--- begin SOURCE EXCERPT ---
Okay. I just feel so mean. When he isn't in his kennel he likes to sleep on the couch(he has his own section where he is allowed) so him sleeping in the hard kennel breaks my heart. I guess I need to stop being such a softy. lol. He doesn't pee anywhere else. I can't even remember his last accident. Thank you for sharing your knowledge.


----------



## chelle (Feb 1, 2009)

Yes, don't worry about it. I haven't put anything soft in the kennel for months, due to the same thing and concerns he'd chew it.


----------



## doggiedad (Dec 2, 2007)

don't put the blanket in his crate. your
dog will be fine without a blanket in his crate.
does your dog pee in the crate when the blanket
isn't there? how often are you taking your
dog out?


----------



## Caitydid255 (Aug 28, 2010)
--- end SOURCE EXCERPT ---
--- begin RECORDS ---
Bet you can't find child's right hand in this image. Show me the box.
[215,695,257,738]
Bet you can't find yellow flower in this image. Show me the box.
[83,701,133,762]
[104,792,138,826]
--- end RECORDS ---
> [DIRECTIVES]:
1. Transcribe a passage from the forum thread about keeping a blanket out of a dog's crate. Begin at the words that contain "Yes, don't worry" and stop after "a blanket in his crate.".
2. Go on with the forum thread about keeping a blanket out of a dog's crate, picking up from its last line.

> [PER-TASK ANSWERS]:
1.
Yes, don't worry about it. I haven't put anything soft in the kennel for months, due to the same thing and concerns he'd chew it.


----------



## doggiedad (Dec 2, 2007)

don't put the blanket in his crate. your
dog will be fine without a blanket in his crate.

2.
I felt horrible when I removed all the blankets from Freyja's crate after she went through a shredding phase. It didn't seem to bother her at all, in fact she started to go into the crate on her own to sleep once the blankets were removed. To this day she prefers to sleep on the wood or tile floor as opposed to her bed or on a carpet.


----------



## MrsDraper (Nov 14, 2011)

Oh he only pees in his kennel if/when there are blankets in it. He doesn't go potty anywhere in the house. We have a doggy door and since he doesn't chew on anything he has free roam of the house except for when he goes in the kennel to sleep.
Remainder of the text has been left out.